_Task details:_
Can you rewrite the data below as a Markdown table with the columns "Row" and "Line", numbering each line and leaving out any blank lines?

— BEGIN Data entries —

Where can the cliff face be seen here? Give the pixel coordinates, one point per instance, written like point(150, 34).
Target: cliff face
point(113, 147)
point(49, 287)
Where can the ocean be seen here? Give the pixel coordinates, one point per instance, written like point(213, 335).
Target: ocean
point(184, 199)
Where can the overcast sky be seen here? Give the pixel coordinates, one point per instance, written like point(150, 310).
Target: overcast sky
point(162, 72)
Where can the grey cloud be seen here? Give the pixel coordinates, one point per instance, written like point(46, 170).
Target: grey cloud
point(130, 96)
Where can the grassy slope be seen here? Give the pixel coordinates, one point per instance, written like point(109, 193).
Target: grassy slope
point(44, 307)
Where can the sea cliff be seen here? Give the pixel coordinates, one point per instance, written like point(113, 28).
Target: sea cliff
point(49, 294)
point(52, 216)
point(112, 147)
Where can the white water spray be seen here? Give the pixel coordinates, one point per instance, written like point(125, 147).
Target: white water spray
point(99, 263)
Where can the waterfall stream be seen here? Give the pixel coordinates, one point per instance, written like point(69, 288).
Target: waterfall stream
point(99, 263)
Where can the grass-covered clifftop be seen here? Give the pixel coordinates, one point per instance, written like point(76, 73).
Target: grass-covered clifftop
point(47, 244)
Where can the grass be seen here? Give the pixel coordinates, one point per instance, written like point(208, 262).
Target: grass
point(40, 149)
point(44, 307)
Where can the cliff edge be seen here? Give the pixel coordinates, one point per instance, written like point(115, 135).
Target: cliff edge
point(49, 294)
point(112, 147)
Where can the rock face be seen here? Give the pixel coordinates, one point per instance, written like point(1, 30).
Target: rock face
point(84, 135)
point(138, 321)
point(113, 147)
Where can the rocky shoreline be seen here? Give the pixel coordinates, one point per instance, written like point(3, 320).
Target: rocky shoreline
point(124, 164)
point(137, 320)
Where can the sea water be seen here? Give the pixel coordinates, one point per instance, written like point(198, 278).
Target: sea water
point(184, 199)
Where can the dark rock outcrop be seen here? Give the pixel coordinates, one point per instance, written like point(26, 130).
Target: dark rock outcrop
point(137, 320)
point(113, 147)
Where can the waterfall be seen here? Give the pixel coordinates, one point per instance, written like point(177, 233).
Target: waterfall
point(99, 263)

— END Data entries —

_Expected answer:_
| Row | Line |
|---|---|
| 1 | Where can the cliff face be seen here? Give the pixel coordinates, one point per instance, written like point(150, 34). |
| 2 | Target: cliff face |
| 3 | point(113, 147) |
| 4 | point(49, 287) |
| 5 | Where can the ocean be seen here? Give the pixel coordinates, one point per instance, written like point(213, 335). |
| 6 | Target: ocean |
| 7 | point(184, 199) |
| 8 | Where can the overcast sky be seen here? Give the pixel coordinates, one point per instance, written like point(150, 310). |
| 9 | Target: overcast sky |
| 10 | point(162, 72) |
| 11 | Where can the grey cloud be seen here? Give the pixel coordinates, one point per instance, written like point(46, 170). |
| 12 | Target: grey cloud |
| 13 | point(130, 96) |
| 14 | Where can the grassy slope be seen here? Give the pixel coordinates, one point per instance, written like point(109, 193). |
| 15 | Target: grassy slope |
| 16 | point(44, 307) |
| 17 | Where can the sea cliff be seen here? Give the pixel coordinates, one point per instance, written like point(113, 28). |
| 18 | Target: sea cliff |
| 19 | point(49, 294) |
| 20 | point(52, 216) |
| 21 | point(112, 147) |
| 22 | Where can the white water spray be seen here? Give the pixel coordinates, one point per instance, written like point(125, 147). |
| 23 | Target: white water spray |
| 24 | point(99, 263) |
| 25 | Where can the waterfall stream be seen here? Give the pixel coordinates, one point per instance, written like point(69, 288). |
| 26 | Target: waterfall stream |
| 27 | point(99, 263) |
| 28 | Where can the grass-covered clifftop be seen here? Give the pixel coordinates, one point per instance, written like point(76, 73). |
| 29 | Target: grass-covered clifftop |
| 30 | point(47, 244) |
| 31 | Where can the grass be seen here? Give the pixel coordinates, one point per instance, written like point(208, 262). |
| 32 | Target: grass |
| 33 | point(40, 149) |
| 34 | point(44, 307) |
| 35 | Where can the cliff edge be seen here? Give the pixel coordinates, one point per instance, written like point(115, 135). |
| 36 | Target: cliff edge |
| 37 | point(49, 294) |
| 38 | point(112, 147) |
| 39 | Where can the rock face be seen here? Give the pixel coordinates, one point per instance, written like point(1, 30). |
| 40 | Target: rock face |
| 41 | point(84, 135) |
| 42 | point(138, 321) |
| 43 | point(113, 147) |
| 44 | Where can the rocky shoreline be seen here? Give the pixel coordinates, one point per instance, written like point(3, 320). |
| 45 | Target: rocky shoreline |
| 46 | point(124, 164) |
| 47 | point(137, 320) |
| 48 | Where can the sea water be seen here? Give the pixel coordinates, one point per instance, written like point(198, 278). |
| 49 | Target: sea water |
| 50 | point(184, 199) |
| 51 | Where can the dark rock outcrop be seen here? Give the pixel coordinates, one point per instance, written like point(26, 130). |
| 52 | Target: dark rock outcrop |
| 53 | point(137, 320) |
| 54 | point(113, 147) |
| 55 | Where can the waterfall be seen here? Give the pixel coordinates, one point per instance, written like point(177, 233). |
| 56 | Target: waterfall |
| 57 | point(99, 263) |